■ TEXTE FOURNI:
....

Privilégier le commerce avec nos voisins

Les échanges économiques internationaux sont très importants pour un petit pays comme le nôtre. Nous gagnons deux francs sur cinq grâce à eux. Le marché européen est aujourd’hui notre premier débouché, puisqu’il absorbe plus de la moitié des exportations suisses de services et de marchandises. C’est une bonne chose. D’un point de vue écologique, il faut limiter les transports inutiles. Cela implique de favoriser d’abord les marchés locaux, à l’échelle régionale et nationale puis, dans le cas des échanges internationaux, les marchés les plus proches de nos frontières. Notre pays est au cœur de l’Europe et il est logique que nos premiers partenaires commerciaux soient nos voisins.

Si nous perdions les accès privilégiés que nous avons obtenus vers le marché européen, nos entreprises se tourneraient vraisemblablement vers des marchés plus lointains. On assisterait alors probablement à un renforcement de la politique de libre-échange amorcée depuis quelques années par le Conseil fédéral. Cette politique implique non seulement des échanges commerciaux sur de très longues distances, mais aussi des concessions importantes en termes écologique et social, lorsque nous acceptons de faciliter l’importation de produits issus de pays où les réglementations environnementales et les conditions de travail sont très éloignés de nos standards. C’est une absurdité que nous devons éviter.

....

■ MATÉRIEL PRÉSENTÉ:
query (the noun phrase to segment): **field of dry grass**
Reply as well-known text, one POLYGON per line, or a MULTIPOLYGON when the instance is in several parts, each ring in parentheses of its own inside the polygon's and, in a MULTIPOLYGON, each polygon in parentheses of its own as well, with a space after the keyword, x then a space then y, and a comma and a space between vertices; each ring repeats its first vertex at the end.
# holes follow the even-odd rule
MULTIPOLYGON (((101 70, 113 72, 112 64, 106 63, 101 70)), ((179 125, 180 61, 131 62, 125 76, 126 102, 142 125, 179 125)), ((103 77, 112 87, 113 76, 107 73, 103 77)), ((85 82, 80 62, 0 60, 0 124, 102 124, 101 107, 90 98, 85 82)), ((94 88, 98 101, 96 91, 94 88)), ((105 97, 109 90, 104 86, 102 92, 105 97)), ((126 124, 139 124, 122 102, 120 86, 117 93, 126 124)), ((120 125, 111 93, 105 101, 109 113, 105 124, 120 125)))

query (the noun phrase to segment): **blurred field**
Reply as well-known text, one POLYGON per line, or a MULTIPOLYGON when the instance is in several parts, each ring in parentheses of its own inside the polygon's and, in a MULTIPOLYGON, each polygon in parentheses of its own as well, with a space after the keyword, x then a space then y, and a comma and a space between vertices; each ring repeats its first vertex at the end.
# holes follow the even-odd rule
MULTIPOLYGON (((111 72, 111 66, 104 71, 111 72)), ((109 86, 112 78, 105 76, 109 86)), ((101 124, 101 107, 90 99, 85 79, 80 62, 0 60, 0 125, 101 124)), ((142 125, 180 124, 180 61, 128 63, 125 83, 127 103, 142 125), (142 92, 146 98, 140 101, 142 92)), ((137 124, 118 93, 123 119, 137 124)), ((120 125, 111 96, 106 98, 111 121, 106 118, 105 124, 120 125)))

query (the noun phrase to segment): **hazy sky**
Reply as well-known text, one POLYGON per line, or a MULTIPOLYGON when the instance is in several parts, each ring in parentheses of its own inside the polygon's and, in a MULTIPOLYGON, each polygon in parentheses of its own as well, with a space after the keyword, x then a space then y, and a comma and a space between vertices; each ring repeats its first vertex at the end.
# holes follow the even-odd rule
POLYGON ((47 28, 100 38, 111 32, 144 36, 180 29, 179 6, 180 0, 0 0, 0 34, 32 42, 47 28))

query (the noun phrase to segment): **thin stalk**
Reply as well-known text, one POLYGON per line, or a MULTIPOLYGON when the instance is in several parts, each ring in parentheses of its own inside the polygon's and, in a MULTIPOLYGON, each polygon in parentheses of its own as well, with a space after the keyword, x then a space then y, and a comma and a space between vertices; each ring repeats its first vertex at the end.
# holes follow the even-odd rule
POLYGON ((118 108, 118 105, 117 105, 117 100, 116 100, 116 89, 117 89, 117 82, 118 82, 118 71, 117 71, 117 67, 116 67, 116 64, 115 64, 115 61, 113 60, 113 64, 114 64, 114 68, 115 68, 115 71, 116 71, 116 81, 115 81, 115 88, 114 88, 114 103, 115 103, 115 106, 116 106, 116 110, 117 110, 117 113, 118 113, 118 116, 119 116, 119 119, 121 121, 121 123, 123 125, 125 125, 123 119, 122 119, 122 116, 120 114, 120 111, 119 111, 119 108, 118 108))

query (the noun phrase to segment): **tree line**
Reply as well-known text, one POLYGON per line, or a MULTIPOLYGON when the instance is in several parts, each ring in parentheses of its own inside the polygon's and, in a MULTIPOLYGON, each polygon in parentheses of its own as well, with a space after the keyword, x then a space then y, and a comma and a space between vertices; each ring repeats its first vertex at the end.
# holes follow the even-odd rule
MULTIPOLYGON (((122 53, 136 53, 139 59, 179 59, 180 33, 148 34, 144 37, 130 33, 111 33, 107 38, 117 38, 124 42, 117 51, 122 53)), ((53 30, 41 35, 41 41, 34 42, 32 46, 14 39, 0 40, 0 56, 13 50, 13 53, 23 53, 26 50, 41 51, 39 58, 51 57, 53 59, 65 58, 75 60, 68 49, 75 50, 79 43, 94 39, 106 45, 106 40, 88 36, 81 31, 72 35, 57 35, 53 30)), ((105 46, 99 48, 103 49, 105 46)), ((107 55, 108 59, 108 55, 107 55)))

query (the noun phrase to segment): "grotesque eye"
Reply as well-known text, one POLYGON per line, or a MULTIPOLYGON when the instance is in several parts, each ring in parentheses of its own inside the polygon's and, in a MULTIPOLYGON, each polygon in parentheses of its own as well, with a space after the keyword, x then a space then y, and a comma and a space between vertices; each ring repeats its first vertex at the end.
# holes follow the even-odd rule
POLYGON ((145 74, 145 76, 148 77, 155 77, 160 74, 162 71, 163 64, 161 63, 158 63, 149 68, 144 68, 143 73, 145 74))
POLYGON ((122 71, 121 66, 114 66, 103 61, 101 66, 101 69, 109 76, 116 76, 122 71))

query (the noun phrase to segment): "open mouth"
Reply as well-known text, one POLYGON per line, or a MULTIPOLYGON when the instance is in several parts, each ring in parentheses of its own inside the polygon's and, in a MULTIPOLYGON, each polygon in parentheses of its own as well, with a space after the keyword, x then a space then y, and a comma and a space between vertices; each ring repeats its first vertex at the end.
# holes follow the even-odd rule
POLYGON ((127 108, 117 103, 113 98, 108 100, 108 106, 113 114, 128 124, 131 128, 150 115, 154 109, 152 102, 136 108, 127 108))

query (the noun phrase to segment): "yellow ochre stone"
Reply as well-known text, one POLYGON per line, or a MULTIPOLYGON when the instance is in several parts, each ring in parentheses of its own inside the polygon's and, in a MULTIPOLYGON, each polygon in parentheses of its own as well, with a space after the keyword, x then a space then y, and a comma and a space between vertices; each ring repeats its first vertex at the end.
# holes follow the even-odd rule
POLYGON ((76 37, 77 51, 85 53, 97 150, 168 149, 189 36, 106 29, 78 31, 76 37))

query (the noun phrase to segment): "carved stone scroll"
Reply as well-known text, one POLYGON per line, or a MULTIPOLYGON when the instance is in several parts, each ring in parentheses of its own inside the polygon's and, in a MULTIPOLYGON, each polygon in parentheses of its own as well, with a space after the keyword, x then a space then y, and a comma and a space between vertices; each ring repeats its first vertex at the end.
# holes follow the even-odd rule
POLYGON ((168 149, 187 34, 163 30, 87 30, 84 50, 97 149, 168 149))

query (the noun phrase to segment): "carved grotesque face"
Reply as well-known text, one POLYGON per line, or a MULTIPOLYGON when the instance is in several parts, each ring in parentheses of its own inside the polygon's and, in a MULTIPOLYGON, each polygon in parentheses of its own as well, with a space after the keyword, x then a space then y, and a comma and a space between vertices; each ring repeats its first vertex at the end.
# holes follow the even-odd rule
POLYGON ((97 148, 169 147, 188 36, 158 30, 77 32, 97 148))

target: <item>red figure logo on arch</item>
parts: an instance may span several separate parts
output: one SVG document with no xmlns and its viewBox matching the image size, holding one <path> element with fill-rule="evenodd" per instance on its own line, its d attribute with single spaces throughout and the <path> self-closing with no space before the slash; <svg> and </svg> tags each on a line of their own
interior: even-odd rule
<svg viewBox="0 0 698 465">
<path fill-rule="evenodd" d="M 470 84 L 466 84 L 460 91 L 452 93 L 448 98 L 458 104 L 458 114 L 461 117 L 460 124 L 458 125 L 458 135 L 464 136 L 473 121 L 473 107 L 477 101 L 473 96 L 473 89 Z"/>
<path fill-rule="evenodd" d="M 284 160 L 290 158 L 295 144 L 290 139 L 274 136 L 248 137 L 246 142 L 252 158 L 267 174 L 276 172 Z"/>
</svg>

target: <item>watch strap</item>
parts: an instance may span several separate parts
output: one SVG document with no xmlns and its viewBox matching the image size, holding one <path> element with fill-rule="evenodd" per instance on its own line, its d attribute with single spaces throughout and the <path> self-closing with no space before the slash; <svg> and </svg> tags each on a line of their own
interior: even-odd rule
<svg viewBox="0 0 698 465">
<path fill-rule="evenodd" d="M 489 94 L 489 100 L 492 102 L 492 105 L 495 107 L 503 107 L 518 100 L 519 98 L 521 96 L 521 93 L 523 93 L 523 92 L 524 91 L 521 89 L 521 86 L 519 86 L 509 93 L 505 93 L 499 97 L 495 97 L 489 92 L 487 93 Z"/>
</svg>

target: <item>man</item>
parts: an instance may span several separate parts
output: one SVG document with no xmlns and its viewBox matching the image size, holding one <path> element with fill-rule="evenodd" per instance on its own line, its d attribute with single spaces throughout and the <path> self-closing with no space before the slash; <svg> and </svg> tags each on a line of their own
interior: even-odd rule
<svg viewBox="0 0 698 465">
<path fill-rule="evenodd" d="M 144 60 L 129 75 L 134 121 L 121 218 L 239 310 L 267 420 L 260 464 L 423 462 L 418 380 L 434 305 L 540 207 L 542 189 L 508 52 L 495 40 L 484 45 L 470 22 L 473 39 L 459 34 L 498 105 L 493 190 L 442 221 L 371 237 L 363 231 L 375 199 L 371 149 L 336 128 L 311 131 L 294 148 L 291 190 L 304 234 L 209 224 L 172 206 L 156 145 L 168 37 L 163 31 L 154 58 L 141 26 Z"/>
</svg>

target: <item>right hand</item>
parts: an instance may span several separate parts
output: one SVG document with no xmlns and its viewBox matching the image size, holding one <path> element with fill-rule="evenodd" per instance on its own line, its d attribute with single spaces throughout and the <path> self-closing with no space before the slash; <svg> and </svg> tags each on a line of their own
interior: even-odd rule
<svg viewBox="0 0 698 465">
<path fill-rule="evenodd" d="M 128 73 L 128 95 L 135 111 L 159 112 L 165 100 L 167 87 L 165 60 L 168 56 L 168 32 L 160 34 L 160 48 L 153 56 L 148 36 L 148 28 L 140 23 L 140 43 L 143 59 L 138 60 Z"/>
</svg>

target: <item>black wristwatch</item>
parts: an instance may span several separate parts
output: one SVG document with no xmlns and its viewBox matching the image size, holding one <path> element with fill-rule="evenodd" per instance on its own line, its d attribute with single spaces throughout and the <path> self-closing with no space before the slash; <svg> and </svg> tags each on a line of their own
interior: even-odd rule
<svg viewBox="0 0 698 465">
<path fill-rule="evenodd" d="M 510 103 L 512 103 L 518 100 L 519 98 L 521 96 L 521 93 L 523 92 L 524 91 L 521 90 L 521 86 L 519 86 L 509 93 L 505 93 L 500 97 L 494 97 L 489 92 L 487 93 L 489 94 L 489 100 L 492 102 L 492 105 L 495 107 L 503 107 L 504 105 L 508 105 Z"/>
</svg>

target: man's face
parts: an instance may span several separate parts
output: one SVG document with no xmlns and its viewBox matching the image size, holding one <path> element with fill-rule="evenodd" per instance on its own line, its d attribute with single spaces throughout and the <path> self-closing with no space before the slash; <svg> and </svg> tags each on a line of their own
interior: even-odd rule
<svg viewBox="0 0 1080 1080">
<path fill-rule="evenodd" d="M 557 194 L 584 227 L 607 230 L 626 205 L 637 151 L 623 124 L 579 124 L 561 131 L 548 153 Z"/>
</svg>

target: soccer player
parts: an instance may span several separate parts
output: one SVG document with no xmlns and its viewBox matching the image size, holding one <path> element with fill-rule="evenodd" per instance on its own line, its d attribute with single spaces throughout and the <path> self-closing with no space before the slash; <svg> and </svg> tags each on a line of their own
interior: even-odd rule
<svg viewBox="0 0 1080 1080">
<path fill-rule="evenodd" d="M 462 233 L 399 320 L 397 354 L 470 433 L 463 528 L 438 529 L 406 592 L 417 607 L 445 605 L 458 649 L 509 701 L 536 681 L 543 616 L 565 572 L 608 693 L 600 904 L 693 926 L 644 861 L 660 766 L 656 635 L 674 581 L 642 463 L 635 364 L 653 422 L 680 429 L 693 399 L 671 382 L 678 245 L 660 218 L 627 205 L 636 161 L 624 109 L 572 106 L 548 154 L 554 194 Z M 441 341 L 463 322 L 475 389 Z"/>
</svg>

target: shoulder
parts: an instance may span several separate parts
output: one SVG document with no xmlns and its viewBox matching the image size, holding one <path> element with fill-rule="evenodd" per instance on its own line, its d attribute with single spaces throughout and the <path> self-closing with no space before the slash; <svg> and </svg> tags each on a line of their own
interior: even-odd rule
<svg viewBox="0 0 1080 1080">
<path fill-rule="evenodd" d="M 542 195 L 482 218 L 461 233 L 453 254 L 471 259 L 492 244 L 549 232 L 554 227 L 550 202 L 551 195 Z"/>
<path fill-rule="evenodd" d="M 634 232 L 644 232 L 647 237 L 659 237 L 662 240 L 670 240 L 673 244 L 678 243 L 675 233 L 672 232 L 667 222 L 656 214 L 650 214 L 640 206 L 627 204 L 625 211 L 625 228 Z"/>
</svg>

....

■ CONSIGNE: Selon le texte sur le commerce avec nos voisins, quelle part des exportations suisses de services et de marchandises le marché européen absorbe-t-il ? Les lignes ne sont d'aucune utilité ici.

■ RÉPONSE RÉDIGÉE: Plus de la moitié.